» What the task asks: List every line in the listing below that contains the string "drawer", treating uppercase and lowercase as distinct.

» Excerpted data:
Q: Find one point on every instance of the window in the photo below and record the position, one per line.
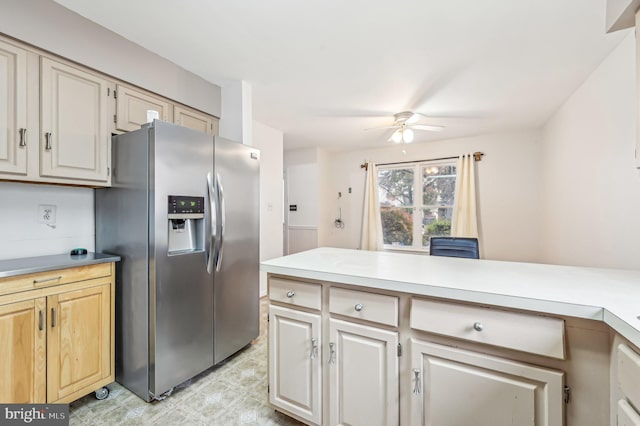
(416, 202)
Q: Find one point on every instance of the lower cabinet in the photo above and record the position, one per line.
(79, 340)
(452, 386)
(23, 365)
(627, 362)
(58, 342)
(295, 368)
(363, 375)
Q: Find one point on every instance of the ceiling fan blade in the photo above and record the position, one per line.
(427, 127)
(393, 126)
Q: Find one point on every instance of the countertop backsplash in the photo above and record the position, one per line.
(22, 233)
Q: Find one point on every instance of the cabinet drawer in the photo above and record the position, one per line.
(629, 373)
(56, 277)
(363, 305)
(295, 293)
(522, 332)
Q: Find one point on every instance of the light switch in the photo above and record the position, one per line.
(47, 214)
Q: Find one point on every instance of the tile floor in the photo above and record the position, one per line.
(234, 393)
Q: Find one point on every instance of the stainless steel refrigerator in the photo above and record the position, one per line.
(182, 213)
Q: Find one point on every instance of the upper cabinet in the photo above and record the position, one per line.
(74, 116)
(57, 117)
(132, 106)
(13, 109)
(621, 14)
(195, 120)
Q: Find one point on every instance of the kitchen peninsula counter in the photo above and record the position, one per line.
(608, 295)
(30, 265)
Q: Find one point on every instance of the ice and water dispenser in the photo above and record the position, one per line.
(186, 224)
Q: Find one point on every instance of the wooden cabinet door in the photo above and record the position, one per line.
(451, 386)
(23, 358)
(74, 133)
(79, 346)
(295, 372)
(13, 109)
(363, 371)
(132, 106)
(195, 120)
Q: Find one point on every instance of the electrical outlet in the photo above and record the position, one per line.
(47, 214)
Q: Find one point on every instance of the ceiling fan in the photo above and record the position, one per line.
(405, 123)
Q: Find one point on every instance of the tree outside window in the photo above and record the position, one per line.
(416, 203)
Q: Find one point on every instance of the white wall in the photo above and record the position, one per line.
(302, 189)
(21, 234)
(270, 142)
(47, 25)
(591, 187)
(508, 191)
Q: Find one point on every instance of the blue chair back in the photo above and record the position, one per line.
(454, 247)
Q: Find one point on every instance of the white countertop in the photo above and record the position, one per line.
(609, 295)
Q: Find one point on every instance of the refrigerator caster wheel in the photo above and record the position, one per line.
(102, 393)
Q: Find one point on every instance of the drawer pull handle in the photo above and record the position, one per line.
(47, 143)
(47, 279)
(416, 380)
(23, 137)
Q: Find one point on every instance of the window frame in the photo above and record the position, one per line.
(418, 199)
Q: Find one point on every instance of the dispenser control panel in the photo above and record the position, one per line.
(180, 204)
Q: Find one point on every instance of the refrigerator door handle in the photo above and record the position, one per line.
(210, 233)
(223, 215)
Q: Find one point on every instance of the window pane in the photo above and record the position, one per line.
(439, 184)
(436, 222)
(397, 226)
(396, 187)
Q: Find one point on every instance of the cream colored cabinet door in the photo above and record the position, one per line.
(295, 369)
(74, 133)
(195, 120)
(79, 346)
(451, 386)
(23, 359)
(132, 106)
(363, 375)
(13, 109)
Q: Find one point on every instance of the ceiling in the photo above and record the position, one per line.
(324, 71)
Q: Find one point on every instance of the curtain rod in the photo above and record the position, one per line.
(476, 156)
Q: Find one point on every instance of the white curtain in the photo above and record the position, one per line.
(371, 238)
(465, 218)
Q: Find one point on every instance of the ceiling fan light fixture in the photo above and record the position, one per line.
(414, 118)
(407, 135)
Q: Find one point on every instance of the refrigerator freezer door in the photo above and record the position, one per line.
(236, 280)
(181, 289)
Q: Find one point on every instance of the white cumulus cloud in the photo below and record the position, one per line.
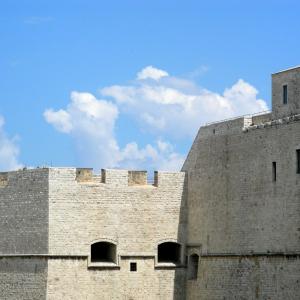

...

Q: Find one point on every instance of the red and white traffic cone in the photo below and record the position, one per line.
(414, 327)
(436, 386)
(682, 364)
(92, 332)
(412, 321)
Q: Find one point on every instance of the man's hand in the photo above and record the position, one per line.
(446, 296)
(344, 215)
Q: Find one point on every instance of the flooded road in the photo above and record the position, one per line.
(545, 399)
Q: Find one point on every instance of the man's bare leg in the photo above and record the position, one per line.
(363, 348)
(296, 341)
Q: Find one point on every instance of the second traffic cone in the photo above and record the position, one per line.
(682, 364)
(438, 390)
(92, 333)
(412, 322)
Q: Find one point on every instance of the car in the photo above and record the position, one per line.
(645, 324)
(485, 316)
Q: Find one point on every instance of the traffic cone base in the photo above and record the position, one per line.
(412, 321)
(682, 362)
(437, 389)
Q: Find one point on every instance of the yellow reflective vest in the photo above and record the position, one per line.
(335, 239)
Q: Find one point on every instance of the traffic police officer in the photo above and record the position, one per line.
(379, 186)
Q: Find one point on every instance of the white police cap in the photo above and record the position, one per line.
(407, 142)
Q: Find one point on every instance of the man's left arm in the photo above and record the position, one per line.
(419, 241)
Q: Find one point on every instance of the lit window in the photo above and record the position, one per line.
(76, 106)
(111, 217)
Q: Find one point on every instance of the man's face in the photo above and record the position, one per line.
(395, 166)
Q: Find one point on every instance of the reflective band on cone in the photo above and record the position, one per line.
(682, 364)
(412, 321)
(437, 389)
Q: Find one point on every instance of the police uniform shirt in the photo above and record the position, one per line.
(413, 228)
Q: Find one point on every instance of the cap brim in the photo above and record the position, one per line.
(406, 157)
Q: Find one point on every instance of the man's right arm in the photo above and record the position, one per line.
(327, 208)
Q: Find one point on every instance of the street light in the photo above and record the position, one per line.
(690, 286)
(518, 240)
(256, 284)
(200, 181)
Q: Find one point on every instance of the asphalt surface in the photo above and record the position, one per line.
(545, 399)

* * *

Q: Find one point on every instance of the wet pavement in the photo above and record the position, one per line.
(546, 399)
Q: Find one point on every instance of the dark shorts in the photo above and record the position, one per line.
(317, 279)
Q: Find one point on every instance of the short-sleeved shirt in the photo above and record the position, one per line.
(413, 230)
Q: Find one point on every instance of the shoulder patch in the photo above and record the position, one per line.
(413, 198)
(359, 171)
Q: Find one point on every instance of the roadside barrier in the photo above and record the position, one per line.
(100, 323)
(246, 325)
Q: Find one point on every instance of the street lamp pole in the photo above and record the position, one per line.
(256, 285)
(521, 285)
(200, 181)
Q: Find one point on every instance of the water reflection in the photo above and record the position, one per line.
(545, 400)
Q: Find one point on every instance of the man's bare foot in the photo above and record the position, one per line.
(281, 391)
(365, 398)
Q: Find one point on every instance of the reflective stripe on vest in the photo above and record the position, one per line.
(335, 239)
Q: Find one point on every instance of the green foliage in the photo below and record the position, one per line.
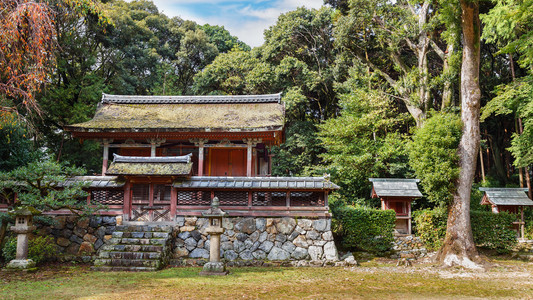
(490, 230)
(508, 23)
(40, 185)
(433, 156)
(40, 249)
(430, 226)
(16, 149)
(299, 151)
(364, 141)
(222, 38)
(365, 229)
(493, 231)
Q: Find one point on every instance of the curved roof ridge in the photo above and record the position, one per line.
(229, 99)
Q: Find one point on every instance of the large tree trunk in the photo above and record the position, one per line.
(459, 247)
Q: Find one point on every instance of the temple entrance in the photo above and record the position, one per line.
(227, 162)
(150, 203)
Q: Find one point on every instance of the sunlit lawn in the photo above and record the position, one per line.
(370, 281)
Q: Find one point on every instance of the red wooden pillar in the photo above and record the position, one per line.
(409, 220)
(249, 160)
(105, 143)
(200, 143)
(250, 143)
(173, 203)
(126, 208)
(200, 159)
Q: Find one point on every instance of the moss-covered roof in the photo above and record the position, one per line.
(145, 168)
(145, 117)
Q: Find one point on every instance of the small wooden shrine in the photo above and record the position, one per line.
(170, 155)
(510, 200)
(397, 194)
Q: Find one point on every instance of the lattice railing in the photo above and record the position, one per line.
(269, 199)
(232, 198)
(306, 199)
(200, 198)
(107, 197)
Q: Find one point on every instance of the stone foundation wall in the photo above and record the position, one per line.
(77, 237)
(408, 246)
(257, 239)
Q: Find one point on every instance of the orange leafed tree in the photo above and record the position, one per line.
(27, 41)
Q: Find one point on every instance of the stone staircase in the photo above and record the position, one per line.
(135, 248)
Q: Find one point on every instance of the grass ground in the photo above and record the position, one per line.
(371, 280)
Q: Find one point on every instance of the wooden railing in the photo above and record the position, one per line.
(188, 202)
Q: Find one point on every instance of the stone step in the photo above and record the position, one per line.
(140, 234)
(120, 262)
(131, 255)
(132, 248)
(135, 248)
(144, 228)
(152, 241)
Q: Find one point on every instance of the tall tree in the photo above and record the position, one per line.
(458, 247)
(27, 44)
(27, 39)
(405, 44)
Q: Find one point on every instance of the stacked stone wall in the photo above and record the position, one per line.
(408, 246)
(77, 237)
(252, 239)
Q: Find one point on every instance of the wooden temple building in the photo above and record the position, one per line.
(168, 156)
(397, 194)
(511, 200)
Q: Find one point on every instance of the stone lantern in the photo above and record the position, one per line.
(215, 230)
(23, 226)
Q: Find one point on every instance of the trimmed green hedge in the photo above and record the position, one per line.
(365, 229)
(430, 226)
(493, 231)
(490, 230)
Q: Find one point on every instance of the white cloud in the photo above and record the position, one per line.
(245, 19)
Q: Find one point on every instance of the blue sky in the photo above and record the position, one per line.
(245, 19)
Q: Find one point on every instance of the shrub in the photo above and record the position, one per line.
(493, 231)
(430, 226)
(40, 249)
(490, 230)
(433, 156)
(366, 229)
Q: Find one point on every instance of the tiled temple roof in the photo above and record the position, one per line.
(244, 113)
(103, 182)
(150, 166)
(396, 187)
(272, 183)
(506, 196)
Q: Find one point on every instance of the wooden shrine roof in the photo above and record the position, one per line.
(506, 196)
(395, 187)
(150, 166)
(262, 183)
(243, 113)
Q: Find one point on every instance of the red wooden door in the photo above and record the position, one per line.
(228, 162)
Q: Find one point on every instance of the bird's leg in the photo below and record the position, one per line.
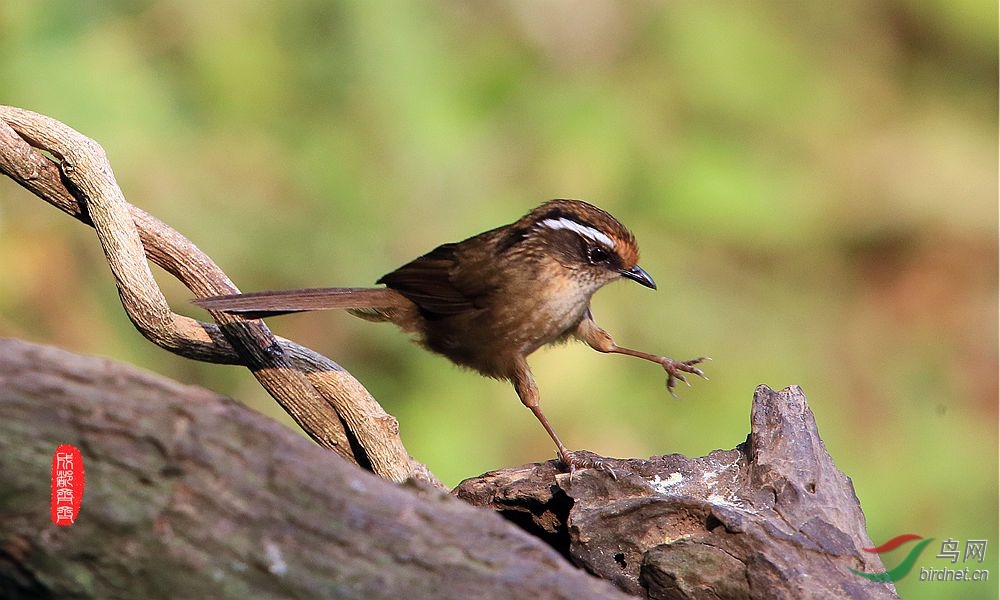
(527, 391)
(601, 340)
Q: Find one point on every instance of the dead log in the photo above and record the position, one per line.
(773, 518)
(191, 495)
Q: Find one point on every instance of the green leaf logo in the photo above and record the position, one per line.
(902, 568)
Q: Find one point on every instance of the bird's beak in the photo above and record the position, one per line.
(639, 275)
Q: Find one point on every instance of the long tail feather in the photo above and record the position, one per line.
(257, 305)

» Result of this task:
Q: Find one point on every instance of the cabinet drawer in the photo above and record the position, one per line.
Q: Find one point on every instance of the drawer pull handle in the photo above and record the position, one per line.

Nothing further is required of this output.